• **Required tasks**:
1) In the diary column, reproduce the passage starting at "Learning shiny new" and ending at "to get stamped.", with "poltroon" swapped for "scoundrel".
2) List every insult that the diary column says the Diary Editor is currently making do with.
3) According to the diary column, what did William Dean buy in his local Glasgow café?

Bad language
THE Diary eagerly anticipates the Being Human festival in November, especially the Fun with Flyting workshop at Glasgow Uni, where participants learn the ancient and venerable Scots tradition of "flyting", ie hurling highly creative insults at all and sundry.
(The event also includes the art of crafting compliments, though we’re far less interested in that.)
Learning shiny new insults will certainly benefit the Diary Editor, who is sadly running out of invective to spray at his cowering minions.
At the moment, the poor chap is making do with: “poltroon”, “nincompoop”, “base and craven cur”, and “Daily Record reader”.
Taking the heat
INTRANSIGENCE can be overcome by creative thinking and compromise.
Sometimes.
In his local Glasgow café, reader William Dean bought a Diet Coke and offered his loyalty card to get stamped.
“That’s only for hot drinks,” sniffed the waitress. “Cold drinks don’t count.”
Our ingenious and resourceful reader said: “If I place my hands on either side of the Coke glass, and warm it up a bit, can I get half a stamp for my card?”
The waitress submitted poor William to a stony-eyed glare, then spat out a definitive: “No.”

• **Given data**:
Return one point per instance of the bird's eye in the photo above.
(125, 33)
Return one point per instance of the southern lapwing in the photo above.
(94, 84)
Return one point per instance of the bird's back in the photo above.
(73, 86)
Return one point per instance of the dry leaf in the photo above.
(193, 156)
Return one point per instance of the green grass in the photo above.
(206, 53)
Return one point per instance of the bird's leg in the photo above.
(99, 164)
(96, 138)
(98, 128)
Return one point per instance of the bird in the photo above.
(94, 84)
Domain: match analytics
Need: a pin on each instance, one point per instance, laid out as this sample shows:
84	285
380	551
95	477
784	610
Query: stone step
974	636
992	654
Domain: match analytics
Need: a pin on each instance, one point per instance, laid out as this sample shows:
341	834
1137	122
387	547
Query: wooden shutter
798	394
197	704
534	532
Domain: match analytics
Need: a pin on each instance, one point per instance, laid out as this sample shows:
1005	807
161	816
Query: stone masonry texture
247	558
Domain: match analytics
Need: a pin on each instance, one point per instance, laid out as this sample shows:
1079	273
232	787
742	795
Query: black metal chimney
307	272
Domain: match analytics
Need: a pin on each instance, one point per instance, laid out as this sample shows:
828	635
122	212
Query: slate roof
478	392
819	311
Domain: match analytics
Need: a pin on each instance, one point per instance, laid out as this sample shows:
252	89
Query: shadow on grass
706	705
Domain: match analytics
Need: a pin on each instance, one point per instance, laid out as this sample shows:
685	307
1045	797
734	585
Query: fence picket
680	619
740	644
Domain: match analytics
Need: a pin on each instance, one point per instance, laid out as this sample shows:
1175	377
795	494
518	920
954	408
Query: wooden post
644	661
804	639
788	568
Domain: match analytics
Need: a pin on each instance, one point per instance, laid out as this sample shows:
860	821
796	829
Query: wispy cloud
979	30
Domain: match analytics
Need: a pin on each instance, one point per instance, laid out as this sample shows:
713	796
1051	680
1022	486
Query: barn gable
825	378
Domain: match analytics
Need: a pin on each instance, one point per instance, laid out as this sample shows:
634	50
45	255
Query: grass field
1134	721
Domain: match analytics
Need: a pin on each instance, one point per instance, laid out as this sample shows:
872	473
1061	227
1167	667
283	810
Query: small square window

• **Per-task answers**:
1)
Learning shiny new insults will certainly benefit the Diary Editor, who is sadly running out of invective to spray at his cowering minions.
At the moment, the poor chap is making do with: “scoundrel”, “nincompoop”, “base and craven cur”, and “Daily Record reader”.
Taking the heat
INTRANSIGENCE can be overcome by creative thinking and compromise.
Sometimes.
In his local Glasgow café, reader William Dean bought a Diet Coke and offered his loyalty card to get stamped.

2)
- "poltroon"
- "nincompoop"
- "base and craven cur"
- "Daily Record reader"

3) A Diet Coke.